** START Document text **

Tezos+Plebeia context subsystem benchmark

Introduction

As Tezos core developers, we DaiLambda and Tarides are working together to improve the perfomance of Tezos context: the version controlled store of Tezos block chain states.

DaiLambda has Plebeia, an append-only style data storage system based on Merkle Patricia binary tree. It is similar to Irmin by Tarides used for the Tezos context but incompatible. DaiLambda and Tarides have worked together to improve the performance of Tezos context subsystem, sometimes using what we have learned from Plebeia. For example, we provided the context tree for faster file access from the middle of the directory tree. Our context flattening done at Hangzhou upgrade speeded up the node by 30%. Recently, we have worked together to provide efficient Merkle proof encoding of Tezos context, using the idea of extender nodes of Plebeia, which will be used for the layer 2 solutions introduced in Tezos Jakarta upgrade.

Recently Tarides has published bencharmks of Tezos context subsystem. We have extended this benchmark to Tezos+Plebeia, Tezos node using Plebeia for its context subsystem, in order to learn anything in Plebeia can help Tezos context further.

Note on the bencharmk

Please note that this benchmark is not to say which subsystem is superior.

The benchmark has some inevitable bias: for example, Irmin must keep its Merkle hash compatible with the Tezos context hash and therefore has to use inefficient Merkle hash computation. Plebeia has no such restrictions: it can use the optimal hashing algorithm and have many optimization techniques which cannot be used in Tezos context immediately.

The object of this benchmark is to seek such Plebeia optimizations worth to apply for future Tezos context.

** END Document text **
** START Records shown **

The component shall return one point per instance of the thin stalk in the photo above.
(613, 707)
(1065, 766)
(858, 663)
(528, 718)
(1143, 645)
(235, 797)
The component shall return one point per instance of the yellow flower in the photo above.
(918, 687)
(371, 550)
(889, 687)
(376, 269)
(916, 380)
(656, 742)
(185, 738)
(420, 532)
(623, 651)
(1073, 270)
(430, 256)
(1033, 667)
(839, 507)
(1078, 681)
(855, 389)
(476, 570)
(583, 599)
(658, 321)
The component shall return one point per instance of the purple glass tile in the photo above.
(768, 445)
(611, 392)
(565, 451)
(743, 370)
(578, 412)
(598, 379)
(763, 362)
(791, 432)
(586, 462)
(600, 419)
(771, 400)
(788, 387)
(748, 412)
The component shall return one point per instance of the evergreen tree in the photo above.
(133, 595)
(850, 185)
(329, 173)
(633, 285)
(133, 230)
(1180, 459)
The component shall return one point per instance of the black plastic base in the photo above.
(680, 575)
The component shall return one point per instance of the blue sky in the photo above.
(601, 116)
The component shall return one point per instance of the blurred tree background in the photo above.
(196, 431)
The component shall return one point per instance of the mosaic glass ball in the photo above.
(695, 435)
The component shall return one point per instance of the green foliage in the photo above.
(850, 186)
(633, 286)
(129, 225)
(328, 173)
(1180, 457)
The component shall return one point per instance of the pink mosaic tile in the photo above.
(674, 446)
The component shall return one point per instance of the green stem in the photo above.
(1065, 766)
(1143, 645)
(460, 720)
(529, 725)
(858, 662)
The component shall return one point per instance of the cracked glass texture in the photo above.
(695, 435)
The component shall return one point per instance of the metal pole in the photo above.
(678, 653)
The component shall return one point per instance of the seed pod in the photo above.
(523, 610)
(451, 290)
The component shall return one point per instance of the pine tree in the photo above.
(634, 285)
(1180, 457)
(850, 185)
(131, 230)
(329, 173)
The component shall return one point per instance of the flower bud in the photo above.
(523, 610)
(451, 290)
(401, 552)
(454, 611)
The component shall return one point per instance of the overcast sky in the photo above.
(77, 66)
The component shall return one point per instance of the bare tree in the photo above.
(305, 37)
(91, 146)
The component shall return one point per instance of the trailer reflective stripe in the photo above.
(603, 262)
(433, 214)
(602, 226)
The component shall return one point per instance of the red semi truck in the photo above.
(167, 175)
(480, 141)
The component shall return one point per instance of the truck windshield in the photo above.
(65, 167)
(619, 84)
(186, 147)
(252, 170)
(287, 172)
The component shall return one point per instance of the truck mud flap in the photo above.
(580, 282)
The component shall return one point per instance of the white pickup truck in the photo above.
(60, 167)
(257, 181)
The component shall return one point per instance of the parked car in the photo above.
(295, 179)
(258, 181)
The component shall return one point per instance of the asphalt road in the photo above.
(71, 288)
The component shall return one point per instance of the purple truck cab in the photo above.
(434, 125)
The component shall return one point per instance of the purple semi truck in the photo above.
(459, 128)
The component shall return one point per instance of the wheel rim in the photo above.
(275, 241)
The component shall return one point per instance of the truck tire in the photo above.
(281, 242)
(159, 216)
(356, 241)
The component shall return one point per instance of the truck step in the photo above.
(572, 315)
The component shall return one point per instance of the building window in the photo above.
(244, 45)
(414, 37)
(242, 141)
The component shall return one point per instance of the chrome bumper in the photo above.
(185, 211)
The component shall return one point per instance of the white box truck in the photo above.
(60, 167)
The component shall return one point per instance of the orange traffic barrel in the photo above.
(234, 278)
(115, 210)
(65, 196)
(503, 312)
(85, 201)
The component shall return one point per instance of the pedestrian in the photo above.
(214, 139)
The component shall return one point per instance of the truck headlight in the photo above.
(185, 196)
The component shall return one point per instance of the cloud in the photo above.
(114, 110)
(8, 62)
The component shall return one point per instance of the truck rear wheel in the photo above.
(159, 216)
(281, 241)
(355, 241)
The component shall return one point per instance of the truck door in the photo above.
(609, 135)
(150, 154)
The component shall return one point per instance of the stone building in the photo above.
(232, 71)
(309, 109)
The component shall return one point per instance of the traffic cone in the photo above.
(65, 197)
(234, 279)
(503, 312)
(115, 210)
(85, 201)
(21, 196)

** END Records shown **

_Brief_:
Transcribe part of the benchmark text above. Begin at the words "Introduction" and stop after the words "block chain states.".

_Written response_:
Introduction

As Tezos core developers, we DaiLambda and Tarides are working together to improve the perfomance of Tezos context: the version controlled store of Tezos block chain states.